[SOURCE EXCERPT]
Wednesday, March 20, 2013
This is the tough part
“Free at last, Free at last, Thank God almighty we are free at last.”
― Martin Luther King, Jr.
Wednesday March 20 2013 - 1145 a.m.
Well I'm off the boat and on my own at last. Not that I am complaining though. I really did enjoy the boat. Very comfortable quarters, Fantastic staff and even if I at times disdain my fellow tourists, my boat mates were a great group. Everyone was friendly to a fault and didn't monopolize the guide or the groups time. Welll, maybe Annalise did a little, but maybe that was because she reminded me of myself in some ways.
Right now I am at the hotel I'll be staying at overnight, before heading to other pastures, greener or otherwise. It is a hotel that was built in the (maybe) 1950's. Not quite the Communist blockhouses of Krakaw or Skopje but it certainly is not a modern hotel by any means. They are trying hard, but it is obvious that the hotel was built pre- A/C as there are glass windows that open from the sleeping area to the bathroom. But the room is spotless and it does have an elevator. It's location is directly across from the Royal Palace and up the street from the Foreign Correspondents Club (F.C.C.) so the location is hard to beat.
I left the boat around 9 this morning and Ry was there to escort me to the hotel. We caught a remork-moto (Tuk-tuk) for 3 clams to the hotel. The room was not available as expected. Since I was told that check in was 2 p.m. I did ask to see a room before committing but nothing was available or clean to see. So I left my luggage and wandered down the street to the first coffee shop I could find and sat for a bit sipping coffee and watching the world drive by as I reviewed Lonely Planet to see what we had missed yesterday that was on my must see for today. There wasn't too much.
There was the French Embassy where Cambodians and foreigners alike too refuge when the Khmer Rouge too control of the city. The Communists gave the option of turning over all the Cambodian Nationals or killing everyone within the embassy. I can imagine the 20 seconds the French needed to think about that one. I took a couple photos of it, but the huge wall that now surrounds it really makes almost no photography worthwhile. Then I has told the Remork-moto driver I wanted to see the National Library. A supposed great art revival building. I say supposed because He stopped at a bookstore similar in size to a Barnes and Noble. Lost in Translation would have been a very apt description.

[RECORDED DATA]
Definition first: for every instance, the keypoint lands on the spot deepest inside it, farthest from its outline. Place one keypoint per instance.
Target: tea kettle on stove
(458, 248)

[WHAT IS BEING ASKED]
Answer these questions from the travel journal entry.
(a) Around what time did the writer leave the boat?
(b) What is the writer's hotel directly across from?
(c) Where did the remork-moto driver stop when asked to go to the National Library?

[EXERCISE RESULT]
(a) Around 9 in the morning.
(b) The Royal Palace.
(c) At a bookstore similar in size to a Barnes and Noble.